## Given records
● ● ●
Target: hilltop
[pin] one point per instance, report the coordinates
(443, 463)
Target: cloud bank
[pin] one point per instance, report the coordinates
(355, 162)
● ● ●
## Objective
Rescale the lines above by rewriting all of them, requests included. Multiply every coordinate in the answers by 2.25 and round to the nearest whole number, with halves going up.

## The solution
Target: hilltop
[pin] one point per instance, report the coordinates
(997, 1042)
Target: cloud bank
[pin] one point per instance, report the coordinates
(799, 365)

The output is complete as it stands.